Рабочее задание ▸ Верните без изменений все строки ниже, в которых есть слово «positive».

##### Сведения

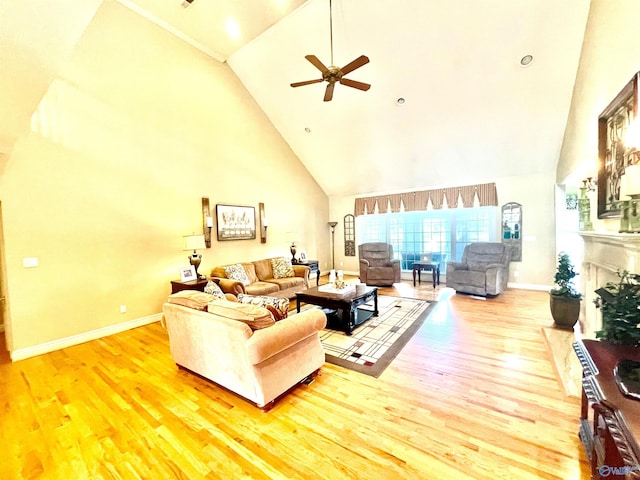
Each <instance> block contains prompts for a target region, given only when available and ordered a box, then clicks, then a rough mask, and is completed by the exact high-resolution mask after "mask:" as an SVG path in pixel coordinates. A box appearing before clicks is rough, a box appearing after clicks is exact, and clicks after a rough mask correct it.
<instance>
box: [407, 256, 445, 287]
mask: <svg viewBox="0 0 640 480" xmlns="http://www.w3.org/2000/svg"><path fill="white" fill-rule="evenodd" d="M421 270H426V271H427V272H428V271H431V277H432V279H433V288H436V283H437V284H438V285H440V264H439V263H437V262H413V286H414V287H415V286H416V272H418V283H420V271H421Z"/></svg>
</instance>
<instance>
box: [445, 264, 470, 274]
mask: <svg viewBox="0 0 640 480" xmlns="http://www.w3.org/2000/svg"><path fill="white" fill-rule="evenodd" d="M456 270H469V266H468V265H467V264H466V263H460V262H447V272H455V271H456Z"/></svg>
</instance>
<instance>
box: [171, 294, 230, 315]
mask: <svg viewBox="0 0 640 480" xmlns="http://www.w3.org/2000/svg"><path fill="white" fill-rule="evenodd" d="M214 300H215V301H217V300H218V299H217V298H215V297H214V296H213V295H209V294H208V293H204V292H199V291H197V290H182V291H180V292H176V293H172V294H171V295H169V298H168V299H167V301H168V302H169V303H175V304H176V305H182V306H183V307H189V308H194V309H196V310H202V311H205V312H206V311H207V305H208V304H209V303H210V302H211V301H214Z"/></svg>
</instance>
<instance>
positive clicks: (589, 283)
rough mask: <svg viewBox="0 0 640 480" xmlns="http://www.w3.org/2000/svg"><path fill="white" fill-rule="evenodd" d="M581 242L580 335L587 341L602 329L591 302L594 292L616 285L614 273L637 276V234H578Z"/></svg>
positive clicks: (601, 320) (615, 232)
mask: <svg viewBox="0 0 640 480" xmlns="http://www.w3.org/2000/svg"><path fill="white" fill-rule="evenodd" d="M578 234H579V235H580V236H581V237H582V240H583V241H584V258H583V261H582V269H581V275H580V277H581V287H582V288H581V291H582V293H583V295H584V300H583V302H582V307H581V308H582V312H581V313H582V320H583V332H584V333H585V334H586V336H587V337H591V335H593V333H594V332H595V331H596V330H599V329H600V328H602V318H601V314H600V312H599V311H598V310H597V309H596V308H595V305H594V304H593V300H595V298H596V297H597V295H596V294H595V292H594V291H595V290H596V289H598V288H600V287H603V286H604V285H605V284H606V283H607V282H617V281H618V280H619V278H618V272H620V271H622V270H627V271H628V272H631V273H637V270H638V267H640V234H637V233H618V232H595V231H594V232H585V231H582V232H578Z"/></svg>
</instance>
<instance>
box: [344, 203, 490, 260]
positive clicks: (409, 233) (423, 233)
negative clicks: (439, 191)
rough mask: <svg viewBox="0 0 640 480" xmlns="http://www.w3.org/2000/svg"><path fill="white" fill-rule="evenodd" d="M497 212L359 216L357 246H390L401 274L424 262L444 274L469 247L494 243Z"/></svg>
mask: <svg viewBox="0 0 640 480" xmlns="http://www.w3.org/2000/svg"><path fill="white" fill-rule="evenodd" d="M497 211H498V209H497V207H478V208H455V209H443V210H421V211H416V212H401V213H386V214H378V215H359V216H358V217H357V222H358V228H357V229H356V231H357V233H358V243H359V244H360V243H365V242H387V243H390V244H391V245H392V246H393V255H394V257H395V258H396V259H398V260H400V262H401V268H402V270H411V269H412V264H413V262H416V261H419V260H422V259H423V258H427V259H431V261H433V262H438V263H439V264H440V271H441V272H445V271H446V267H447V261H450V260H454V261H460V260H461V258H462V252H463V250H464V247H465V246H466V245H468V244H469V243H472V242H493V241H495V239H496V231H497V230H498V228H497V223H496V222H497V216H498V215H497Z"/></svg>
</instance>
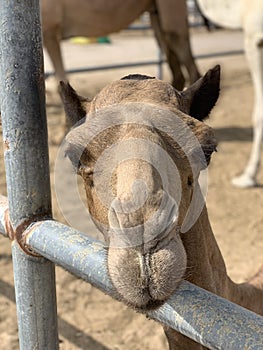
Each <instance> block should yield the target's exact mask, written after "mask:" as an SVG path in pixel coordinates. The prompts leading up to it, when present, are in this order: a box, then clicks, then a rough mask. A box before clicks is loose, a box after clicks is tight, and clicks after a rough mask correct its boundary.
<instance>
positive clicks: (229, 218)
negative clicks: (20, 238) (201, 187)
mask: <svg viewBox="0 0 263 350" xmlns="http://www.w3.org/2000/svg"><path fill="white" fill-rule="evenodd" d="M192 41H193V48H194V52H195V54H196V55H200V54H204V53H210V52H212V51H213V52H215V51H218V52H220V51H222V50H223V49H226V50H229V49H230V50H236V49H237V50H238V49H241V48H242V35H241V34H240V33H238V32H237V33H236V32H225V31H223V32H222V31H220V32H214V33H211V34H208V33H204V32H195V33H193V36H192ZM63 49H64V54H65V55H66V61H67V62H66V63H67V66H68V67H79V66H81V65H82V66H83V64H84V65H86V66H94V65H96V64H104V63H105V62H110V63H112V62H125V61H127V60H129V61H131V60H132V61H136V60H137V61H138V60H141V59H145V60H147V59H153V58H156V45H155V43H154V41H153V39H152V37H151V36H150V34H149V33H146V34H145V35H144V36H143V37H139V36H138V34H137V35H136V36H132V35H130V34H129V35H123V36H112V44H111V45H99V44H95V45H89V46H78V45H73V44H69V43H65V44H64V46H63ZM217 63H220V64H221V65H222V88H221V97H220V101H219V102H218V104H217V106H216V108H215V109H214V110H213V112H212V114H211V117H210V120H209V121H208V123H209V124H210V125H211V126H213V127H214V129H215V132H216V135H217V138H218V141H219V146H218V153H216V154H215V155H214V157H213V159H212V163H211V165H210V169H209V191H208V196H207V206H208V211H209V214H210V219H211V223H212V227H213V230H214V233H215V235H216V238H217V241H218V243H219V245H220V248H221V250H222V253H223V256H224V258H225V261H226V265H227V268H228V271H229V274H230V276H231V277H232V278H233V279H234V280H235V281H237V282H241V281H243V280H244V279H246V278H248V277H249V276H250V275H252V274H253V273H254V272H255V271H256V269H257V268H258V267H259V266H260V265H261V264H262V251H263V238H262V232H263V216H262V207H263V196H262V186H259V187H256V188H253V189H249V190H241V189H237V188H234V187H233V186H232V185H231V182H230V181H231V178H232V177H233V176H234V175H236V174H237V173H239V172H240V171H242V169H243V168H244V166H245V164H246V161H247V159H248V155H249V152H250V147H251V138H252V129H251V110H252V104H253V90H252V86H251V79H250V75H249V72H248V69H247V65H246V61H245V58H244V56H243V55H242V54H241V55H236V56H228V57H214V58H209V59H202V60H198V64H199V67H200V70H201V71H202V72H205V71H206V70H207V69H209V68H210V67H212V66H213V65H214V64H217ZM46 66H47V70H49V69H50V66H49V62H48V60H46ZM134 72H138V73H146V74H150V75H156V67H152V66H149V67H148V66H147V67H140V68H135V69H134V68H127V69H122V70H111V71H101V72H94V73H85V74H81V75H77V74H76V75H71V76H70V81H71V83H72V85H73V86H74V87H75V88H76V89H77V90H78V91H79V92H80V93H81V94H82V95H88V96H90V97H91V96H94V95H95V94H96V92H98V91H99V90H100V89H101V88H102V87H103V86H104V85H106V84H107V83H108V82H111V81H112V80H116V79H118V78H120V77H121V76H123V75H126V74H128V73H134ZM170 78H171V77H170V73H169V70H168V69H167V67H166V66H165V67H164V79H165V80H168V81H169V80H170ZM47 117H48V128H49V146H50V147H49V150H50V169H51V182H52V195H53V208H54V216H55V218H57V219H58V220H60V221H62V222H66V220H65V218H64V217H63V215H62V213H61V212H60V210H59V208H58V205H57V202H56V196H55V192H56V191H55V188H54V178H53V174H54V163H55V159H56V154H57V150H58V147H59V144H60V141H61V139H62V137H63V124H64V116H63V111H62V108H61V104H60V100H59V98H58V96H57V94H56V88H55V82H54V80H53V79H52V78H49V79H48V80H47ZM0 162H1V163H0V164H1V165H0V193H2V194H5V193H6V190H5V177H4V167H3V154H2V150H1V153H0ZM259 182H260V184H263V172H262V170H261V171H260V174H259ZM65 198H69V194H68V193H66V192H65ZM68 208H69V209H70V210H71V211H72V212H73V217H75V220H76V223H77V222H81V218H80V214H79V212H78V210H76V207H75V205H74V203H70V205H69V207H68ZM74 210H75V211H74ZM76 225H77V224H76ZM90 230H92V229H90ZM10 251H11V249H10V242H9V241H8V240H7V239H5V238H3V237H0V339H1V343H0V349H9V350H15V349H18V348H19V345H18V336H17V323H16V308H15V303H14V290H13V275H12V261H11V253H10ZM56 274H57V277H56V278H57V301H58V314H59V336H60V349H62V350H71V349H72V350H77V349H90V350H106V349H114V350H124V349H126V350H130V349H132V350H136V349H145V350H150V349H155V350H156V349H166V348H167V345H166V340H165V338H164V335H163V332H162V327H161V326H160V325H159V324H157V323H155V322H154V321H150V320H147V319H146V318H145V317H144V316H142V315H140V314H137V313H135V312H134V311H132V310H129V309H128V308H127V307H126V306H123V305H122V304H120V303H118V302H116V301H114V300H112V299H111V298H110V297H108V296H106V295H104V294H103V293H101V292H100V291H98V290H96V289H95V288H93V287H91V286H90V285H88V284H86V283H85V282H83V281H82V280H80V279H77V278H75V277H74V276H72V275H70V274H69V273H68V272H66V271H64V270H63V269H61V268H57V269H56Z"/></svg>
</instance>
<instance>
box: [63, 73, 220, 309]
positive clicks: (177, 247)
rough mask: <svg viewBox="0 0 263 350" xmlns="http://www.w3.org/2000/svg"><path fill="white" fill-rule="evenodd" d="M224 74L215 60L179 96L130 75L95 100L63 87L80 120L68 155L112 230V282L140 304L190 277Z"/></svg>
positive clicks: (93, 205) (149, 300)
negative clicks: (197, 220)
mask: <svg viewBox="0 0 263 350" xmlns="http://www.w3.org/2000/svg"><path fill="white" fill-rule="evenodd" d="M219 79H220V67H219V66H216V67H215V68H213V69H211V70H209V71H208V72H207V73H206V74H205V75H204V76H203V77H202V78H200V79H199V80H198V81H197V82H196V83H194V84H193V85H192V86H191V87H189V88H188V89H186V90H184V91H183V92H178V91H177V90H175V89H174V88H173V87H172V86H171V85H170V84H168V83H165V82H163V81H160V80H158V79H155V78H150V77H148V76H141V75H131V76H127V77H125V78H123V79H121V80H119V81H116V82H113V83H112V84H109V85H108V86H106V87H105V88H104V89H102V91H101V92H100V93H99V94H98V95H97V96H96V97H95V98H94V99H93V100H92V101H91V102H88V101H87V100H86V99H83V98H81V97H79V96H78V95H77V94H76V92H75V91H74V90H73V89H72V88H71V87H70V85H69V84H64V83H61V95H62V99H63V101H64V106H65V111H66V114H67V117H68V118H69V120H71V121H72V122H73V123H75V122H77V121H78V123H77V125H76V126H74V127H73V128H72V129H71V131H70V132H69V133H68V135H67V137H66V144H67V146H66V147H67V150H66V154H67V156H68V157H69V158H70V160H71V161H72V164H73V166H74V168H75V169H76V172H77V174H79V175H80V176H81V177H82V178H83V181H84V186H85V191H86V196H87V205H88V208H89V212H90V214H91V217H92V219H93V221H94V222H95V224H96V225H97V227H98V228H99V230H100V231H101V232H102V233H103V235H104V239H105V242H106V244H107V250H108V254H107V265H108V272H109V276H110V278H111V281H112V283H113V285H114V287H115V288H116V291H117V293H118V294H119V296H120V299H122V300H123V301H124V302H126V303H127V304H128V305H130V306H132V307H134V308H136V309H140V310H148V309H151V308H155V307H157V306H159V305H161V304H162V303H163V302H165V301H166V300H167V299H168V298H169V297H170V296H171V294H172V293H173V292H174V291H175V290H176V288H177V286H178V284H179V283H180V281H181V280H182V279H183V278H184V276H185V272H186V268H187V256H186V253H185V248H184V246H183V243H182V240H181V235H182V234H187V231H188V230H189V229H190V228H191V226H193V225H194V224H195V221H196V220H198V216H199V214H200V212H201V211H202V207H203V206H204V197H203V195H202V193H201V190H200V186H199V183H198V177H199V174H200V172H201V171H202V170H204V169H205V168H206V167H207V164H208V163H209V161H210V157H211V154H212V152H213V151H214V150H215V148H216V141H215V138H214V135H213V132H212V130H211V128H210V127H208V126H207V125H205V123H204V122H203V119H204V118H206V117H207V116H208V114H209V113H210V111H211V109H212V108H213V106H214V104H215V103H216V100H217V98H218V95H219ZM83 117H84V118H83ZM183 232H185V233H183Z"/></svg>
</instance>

##########

Ответ к задаче ▸
positive clicks: (589, 283)
positive clicks: (601, 320) (615, 232)
positive clicks: (409, 233) (423, 233)
positive clicks: (229, 218)
positive clicks: (177, 247)
positive clicks: (93, 205) (149, 300)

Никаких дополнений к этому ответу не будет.